GOAL OF THE EXERCISE: Can you format every line of the records below as a Markdown table with the columns "No." and "Line", skipping blank lines and leaving out the pictures?

Start of EXTRACTED DATA

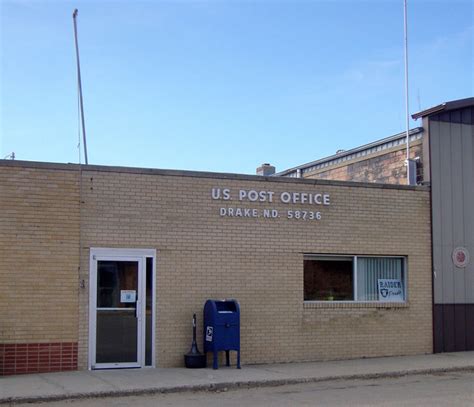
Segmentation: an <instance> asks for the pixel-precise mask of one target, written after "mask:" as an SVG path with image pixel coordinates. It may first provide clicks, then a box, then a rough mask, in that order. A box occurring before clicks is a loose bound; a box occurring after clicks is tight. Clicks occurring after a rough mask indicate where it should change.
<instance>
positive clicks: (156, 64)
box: [0, 0, 474, 173]
mask: <svg viewBox="0 0 474 407" xmlns="http://www.w3.org/2000/svg"><path fill="white" fill-rule="evenodd" d="M473 4H474V2H472V1H471V0H464V1H456V0H445V1H421V0H420V1H414V0H413V1H409V41H410V43H409V48H410V49H409V61H410V103H411V109H410V111H411V113H413V112H415V111H418V110H420V107H421V108H427V107H430V106H432V105H435V104H439V103H441V102H444V101H448V100H453V99H459V98H464V97H470V96H473V95H474V85H473V84H474V77H473V72H474V64H473V52H474V51H473V42H474V14H473V12H474V11H473ZM76 7H77V8H78V9H79V17H78V30H79V47H80V56H81V69H82V80H83V92H84V105H85V119H86V130H87V142H88V154H89V163H91V164H103V165H122V166H136V167H152V168H177V169H188V170H203V171H216V172H237V173H254V172H255V168H256V167H257V166H258V165H259V164H261V163H263V162H270V163H272V164H273V165H275V166H276V167H277V170H284V169H286V168H289V167H293V166H295V165H298V164H302V163H304V162H308V161H312V160H315V159H318V158H321V157H324V156H327V155H331V154H333V153H335V152H336V150H338V149H349V148H351V147H355V146H358V145H361V144H364V143H368V142H370V141H373V140H376V139H379V138H383V137H387V136H390V135H392V134H395V133H398V132H401V131H404V126H405V125H404V123H405V119H404V117H405V116H404V114H405V113H404V112H405V104H404V103H405V102H404V82H403V81H404V76H403V72H404V71H403V1H402V0H397V1H383V0H379V1H375V0H374V1H289V0H288V1H283V0H282V1H272V0H267V1H263V0H260V1H217V0H214V1H184V0H183V1H151V0H150V1H75V2H72V1H66V0H65V1H59V0H58V1H26V0H17V1H8V0H0V26H1V28H0V33H1V38H0V52H1V54H0V57H1V65H0V67H1V72H0V74H1V82H0V103H1V106H0V108H1V111H0V158H3V157H4V156H5V155H7V154H8V153H10V152H11V151H14V152H15V154H16V157H17V159H22V160H36V161H52V162H78V149H77V142H78V111H77V85H76V68H75V51H74V42H73V41H74V40H73V28H72V27H73V26H72V11H73V9H74V8H76ZM411 125H412V126H416V125H418V124H417V123H415V122H412V123H411Z"/></svg>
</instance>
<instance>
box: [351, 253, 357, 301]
mask: <svg viewBox="0 0 474 407" xmlns="http://www.w3.org/2000/svg"><path fill="white" fill-rule="evenodd" d="M353 259H354V260H353V261H354V263H353V274H352V281H353V286H354V295H353V297H354V300H353V302H358V301H357V256H354V257H353Z"/></svg>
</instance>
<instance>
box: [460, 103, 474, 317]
mask: <svg viewBox="0 0 474 407" xmlns="http://www.w3.org/2000/svg"><path fill="white" fill-rule="evenodd" d="M471 112H472V113H474V109H472V111H471ZM461 139H462V151H463V161H462V171H463V175H464V178H465V182H464V184H463V198H464V200H463V202H464V242H465V245H466V247H467V248H468V250H469V253H470V254H471V262H470V263H469V265H468V267H466V269H465V287H464V289H465V292H466V302H467V303H469V304H474V125H467V124H462V125H461ZM473 326H474V325H473Z"/></svg>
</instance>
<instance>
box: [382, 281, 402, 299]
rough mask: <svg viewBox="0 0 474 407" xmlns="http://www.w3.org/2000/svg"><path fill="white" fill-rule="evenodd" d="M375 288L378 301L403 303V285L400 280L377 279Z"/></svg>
mask: <svg viewBox="0 0 474 407" xmlns="http://www.w3.org/2000/svg"><path fill="white" fill-rule="evenodd" d="M377 286H378V291H379V301H384V302H393V301H403V284H402V281H401V280H394V279H386V278H379V279H378V280H377Z"/></svg>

End of EXTRACTED DATA

FINAL ANSWER:
| No. | Line |
|---|---|
| 1 | Segmentation: an <instance> asks for the pixel-precise mask of one target, written after "mask:" as an SVG path with image pixel coordinates. It may first provide clicks, then a box, then a rough mask, in that order. A box occurring before clicks is a loose bound; a box occurring after clicks is tight. Clicks occurring after a rough mask indicate where it should change. |
| 2 | <instance> |
| 3 | positive clicks: (156, 64) |
| 4 | box: [0, 0, 474, 173] |
| 5 | mask: <svg viewBox="0 0 474 407" xmlns="http://www.w3.org/2000/svg"><path fill="white" fill-rule="evenodd" d="M473 4H474V2H472V1H471V0H464V1H456V0H445V1H421V0H420V1H414V0H413V1H409V41H410V43H409V48H410V49H409V61H410V103H411V109H410V111H411V113H413V112H415V111H418V110H420V107H421V108H427V107H430V106H432V105H435V104H439V103H441V102H444V101H448V100H453V99H459V98H464V97H470V96H473V95H474V85H473V84H474V77H473V72H474V64H473V52H474V51H473V42H474V14H473V12H474V11H473ZM76 7H77V8H78V9H79V17H78V30H79V47H80V56H81V69H82V80H83V92H84V105H85V119H86V130H87V142H88V154H89V163H91V164H103V165H122V166H136V167H152V168H177V169H188V170H203V171H216V172H237V173H254V172H255V168H256V167H257V166H258V165H259V164H261V163H263V162H270V163H272V164H273V165H275V166H276V167H277V170H284V169H286V168H289V167H293V166H295V165H298V164H302V163H304V162H308V161H312V160H315V159H318V158H321V157H324V156H327V155H331V154H333V153H335V152H336V150H338V149H349V148H351V147H355V146H358V145H361V144H364V143H368V142H370V141H373V140H376V139H379V138H383V137H387V136H390V135H392V134H395V133H398V132H401V131H404V126H405V125H404V123H405V119H404V117H405V116H404V114H405V113H404V112H405V104H404V103H405V102H404V82H403V81H404V76H403V72H404V71H403V1H402V0H397V1H383V0H379V1H375V0H374V1H289V0H288V1H283V0H282V1H272V0H267V1H263V0H260V1H217V0H214V1H184V0H183V1H151V0H150V1H75V2H72V1H66V0H65V1H59V0H58V1H26V0H17V1H8V0H0V26H1V28H0V33H1V38H0V52H1V54H0V57H1V65H0V67H1V72H0V74H1V82H0V103H1V106H0V108H1V111H0V158H3V157H4V156H5V155H7V154H8V153H10V152H11V151H14V152H15V154H16V157H17V159H22V160H36V161H52V162H78V149H77V142H78V111H77V85H76V68H75V51H74V42H73V41H74V40H73V28H72V27H73V26H72V11H73V9H74V8H76ZM411 125H412V126H416V125H418V124H417V123H415V122H412V123H411Z"/></svg> |
| 6 | </instance> |
| 7 | <instance> |
| 8 | box: [351, 253, 357, 301] |
| 9 | mask: <svg viewBox="0 0 474 407" xmlns="http://www.w3.org/2000/svg"><path fill="white" fill-rule="evenodd" d="M353 259H354V260H353V261H354V263H353V274H352V281H353V286H354V295H353V297H354V300H353V302H358V301H357V256H354V257H353Z"/></svg> |
| 10 | </instance> |
| 11 | <instance> |
| 12 | box: [460, 103, 474, 317] |
| 13 | mask: <svg viewBox="0 0 474 407" xmlns="http://www.w3.org/2000/svg"><path fill="white" fill-rule="evenodd" d="M471 112H472V113H474V109H472V111H471ZM461 139H462V151H463V161H462V171H463V175H464V178H465V182H464V184H463V198H464V200H463V202H464V242H465V245H466V247H467V248H468V250H469V253H470V254H471V262H470V263H469V265H468V267H466V269H465V287H464V289H465V292H466V302H467V303H469V304H474V125H467V124H462V125H461ZM473 326H474V325H473Z"/></svg> |
| 14 | </instance> |
| 15 | <instance> |
| 16 | box: [382, 281, 402, 299] |
| 17 | rough mask: <svg viewBox="0 0 474 407" xmlns="http://www.w3.org/2000/svg"><path fill="white" fill-rule="evenodd" d="M375 288L378 301L403 303V285L400 280L377 279Z"/></svg> |
| 18 | mask: <svg viewBox="0 0 474 407" xmlns="http://www.w3.org/2000/svg"><path fill="white" fill-rule="evenodd" d="M377 286H378V291H379V301H384V302H393V301H403V284H402V281H401V280H394V279H386V278H379V279H378V280H377Z"/></svg> |